**SET EXERCISE**
Please output exactly the run of lines that starts at the line with "In this exercise you will label the blue" and ends at the last line of the records below.

**RECORDS SHOWN**
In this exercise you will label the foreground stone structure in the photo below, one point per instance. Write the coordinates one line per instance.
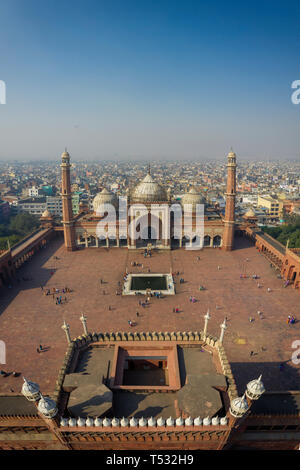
(255, 420)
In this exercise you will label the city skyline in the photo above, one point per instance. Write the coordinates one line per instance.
(148, 81)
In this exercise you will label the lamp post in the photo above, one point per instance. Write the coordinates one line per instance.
(223, 328)
(83, 319)
(206, 318)
(66, 328)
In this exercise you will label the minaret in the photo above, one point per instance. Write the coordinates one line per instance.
(229, 220)
(68, 223)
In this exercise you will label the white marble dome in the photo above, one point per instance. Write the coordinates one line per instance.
(193, 197)
(46, 214)
(239, 406)
(104, 197)
(255, 389)
(148, 190)
(47, 407)
(30, 390)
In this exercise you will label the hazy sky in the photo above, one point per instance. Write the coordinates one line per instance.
(149, 79)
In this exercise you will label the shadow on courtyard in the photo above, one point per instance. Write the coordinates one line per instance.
(32, 274)
(276, 376)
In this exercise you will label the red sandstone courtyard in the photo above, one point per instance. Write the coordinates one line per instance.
(28, 318)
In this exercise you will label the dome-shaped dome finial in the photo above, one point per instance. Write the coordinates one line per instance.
(255, 389)
(47, 407)
(239, 406)
(30, 390)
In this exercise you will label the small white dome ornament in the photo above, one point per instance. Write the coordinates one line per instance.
(160, 422)
(142, 422)
(115, 422)
(89, 421)
(80, 422)
(133, 422)
(189, 421)
(124, 422)
(170, 421)
(179, 421)
(30, 390)
(98, 421)
(47, 407)
(207, 421)
(255, 389)
(223, 421)
(151, 422)
(238, 407)
(197, 421)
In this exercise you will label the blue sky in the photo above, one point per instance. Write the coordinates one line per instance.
(149, 79)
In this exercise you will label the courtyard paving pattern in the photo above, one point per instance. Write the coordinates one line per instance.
(29, 318)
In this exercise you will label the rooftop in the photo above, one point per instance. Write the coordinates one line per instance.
(29, 318)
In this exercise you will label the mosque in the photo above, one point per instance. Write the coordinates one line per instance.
(149, 217)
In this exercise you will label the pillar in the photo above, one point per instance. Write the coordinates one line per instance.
(229, 220)
(68, 221)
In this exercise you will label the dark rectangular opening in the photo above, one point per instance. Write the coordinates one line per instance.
(148, 282)
(145, 371)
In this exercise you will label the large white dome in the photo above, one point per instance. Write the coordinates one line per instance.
(148, 190)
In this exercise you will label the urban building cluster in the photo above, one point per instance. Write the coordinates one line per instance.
(268, 189)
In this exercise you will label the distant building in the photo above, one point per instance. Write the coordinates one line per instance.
(35, 206)
(274, 206)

**RIGHT ANSWER**
In this exercise you will label the blue sky in the photo above, one point per instance. Write the coordinates one line per instance.
(149, 79)
In this exercise you will label the courtyard paving pattern in the photo above, one point per instance. Write the coordinates one line per instance.
(29, 318)
In this exercise you will label the rooftop in the photo above, one point per instance. Write the coordinates one line per instance.
(29, 318)
In this exercise you will label the mosque in the photo above, one point per instance. Write the coordinates one line per instance.
(149, 217)
In this exercise you will label the pillar in the photo above, one point per instance. Write the coordinates one line per instance.
(229, 220)
(68, 221)
In this exercise you will label the dark rectangular opening in the photo above, one point per instance. Write the coordinates one line per instance.
(148, 282)
(145, 371)
In this exercise you will label the large white dome in the photo above, one point per instance. Write the coordinates one line per instance.
(148, 190)
In this exercise you will label the urban building cluster in the photo above, one point per instance. Write the coordinates one line per instance.
(268, 189)
In this exercise you will label the distant building in the photo above, one point per instance. Write the coordinates one line per instance.
(35, 206)
(274, 206)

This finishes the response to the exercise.